<<<<

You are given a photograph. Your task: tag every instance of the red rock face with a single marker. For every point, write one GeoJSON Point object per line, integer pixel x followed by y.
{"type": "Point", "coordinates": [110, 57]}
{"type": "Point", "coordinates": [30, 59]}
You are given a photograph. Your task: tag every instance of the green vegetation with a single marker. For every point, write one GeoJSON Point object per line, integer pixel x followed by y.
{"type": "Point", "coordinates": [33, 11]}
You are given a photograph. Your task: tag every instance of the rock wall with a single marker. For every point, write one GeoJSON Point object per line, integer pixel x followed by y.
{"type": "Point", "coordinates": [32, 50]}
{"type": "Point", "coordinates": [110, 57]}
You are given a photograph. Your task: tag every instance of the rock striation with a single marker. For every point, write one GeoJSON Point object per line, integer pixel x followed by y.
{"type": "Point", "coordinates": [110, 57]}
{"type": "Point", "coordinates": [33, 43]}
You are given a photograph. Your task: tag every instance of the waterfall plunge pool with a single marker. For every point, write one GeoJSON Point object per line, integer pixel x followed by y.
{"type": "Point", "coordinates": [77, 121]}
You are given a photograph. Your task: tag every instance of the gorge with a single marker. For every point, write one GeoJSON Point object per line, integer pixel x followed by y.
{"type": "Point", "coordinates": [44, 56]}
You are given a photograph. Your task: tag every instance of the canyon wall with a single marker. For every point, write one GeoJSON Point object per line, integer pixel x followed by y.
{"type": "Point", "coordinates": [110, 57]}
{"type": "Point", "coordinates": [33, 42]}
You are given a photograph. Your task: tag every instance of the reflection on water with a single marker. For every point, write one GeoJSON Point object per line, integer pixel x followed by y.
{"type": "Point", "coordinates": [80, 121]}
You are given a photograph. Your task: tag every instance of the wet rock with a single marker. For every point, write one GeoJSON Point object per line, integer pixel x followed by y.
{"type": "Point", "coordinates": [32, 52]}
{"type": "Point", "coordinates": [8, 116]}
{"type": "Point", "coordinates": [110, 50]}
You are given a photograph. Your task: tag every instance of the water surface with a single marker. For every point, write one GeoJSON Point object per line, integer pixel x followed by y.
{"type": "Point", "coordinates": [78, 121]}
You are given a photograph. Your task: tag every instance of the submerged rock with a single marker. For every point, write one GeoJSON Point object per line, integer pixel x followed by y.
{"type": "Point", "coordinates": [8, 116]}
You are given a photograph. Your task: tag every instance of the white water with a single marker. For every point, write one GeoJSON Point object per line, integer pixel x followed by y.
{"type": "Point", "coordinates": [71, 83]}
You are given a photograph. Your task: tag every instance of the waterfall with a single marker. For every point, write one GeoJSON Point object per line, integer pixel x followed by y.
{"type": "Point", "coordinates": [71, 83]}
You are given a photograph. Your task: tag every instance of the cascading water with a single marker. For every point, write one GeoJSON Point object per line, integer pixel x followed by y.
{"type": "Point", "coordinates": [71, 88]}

>>>>

[Task details]: Produce a verbatim transcription of the entries above.

[Full answer]:
You are given a photograph. Your task: tag every instance of the red rock face with a single marker. For every point, write one GeoJSON Point object per line, integer pixel x followed by y.
{"type": "Point", "coordinates": [110, 57]}
{"type": "Point", "coordinates": [30, 59]}
You are given a photograph. Your task: tag every instance of the green vegetation with a single marker. For every point, write one GeoJSON Point object per line, integer pixel x followed by y.
{"type": "Point", "coordinates": [33, 11]}
You are given a photograph. Your task: tag every instance of the rock wall with a single marker. For every point, write one GeoJSON Point object per line, integer pixel x followed by y.
{"type": "Point", "coordinates": [32, 50]}
{"type": "Point", "coordinates": [110, 57]}
You are given a photograph. Your task: tag every instance of the rock striation with a single marker. For every point, write one GeoJSON Point object per line, integer pixel x followed by y.
{"type": "Point", "coordinates": [110, 57]}
{"type": "Point", "coordinates": [33, 43]}
You are given a photograph. Your task: tag every instance of the waterfall plunge pool with a single marker. For every point, write one GeoJSON Point object per line, integer pixel x followed by y.
{"type": "Point", "coordinates": [77, 121]}
You are given a photograph. Your task: tag every instance of the gorge with a single marker. For every point, write one GeoJSON Point object per line, integer pixel x followed by y.
{"type": "Point", "coordinates": [44, 56]}
You are given a photograph. Your task: tag every instance of the canyon wall with a single marker. For every point, write one GeoJSON Point object per line, integer pixel x followed by y.
{"type": "Point", "coordinates": [110, 57]}
{"type": "Point", "coordinates": [33, 42]}
You are given a photograph. Your task: tag every instance of the reflection on water with a single marker. For every point, write one GeoJSON Point object per line, integer pixel x followed by y.
{"type": "Point", "coordinates": [80, 121]}
You are given a photograph. Your task: tag every instance of the wet rock with a single marker. For every point, write one GeoJSON Point object per line, integer pixel x followed by y.
{"type": "Point", "coordinates": [32, 52]}
{"type": "Point", "coordinates": [8, 116]}
{"type": "Point", "coordinates": [110, 50]}
You are given a photograph. Your task: tag every instance of the water surface with a single marker. For every point, write one GeoJSON Point object per line, integer pixel x followed by y.
{"type": "Point", "coordinates": [78, 121]}
You are given a photograph. Your task: tag every instance of the submerged rock with a single marker. For every point, write one GeoJSON Point object per line, integer pixel x followed by y.
{"type": "Point", "coordinates": [8, 116]}
You are given a photograph. Your task: tag every instance of the white water with a single marker. For every point, write one GeoJSON Point object per line, integer pixel x followed by y.
{"type": "Point", "coordinates": [71, 83]}
You are given a photograph. Your task: tag every instance of the waterfall with a single marker. For every point, write one GeoJSON Point object per line, integer pixel x followed by y.
{"type": "Point", "coordinates": [71, 83]}
You are given a photograph. Your task: tag every instance of the cascading water with a single marker. For every point, write one GeoJSON Point object per line, integer pixel x followed by y.
{"type": "Point", "coordinates": [71, 88]}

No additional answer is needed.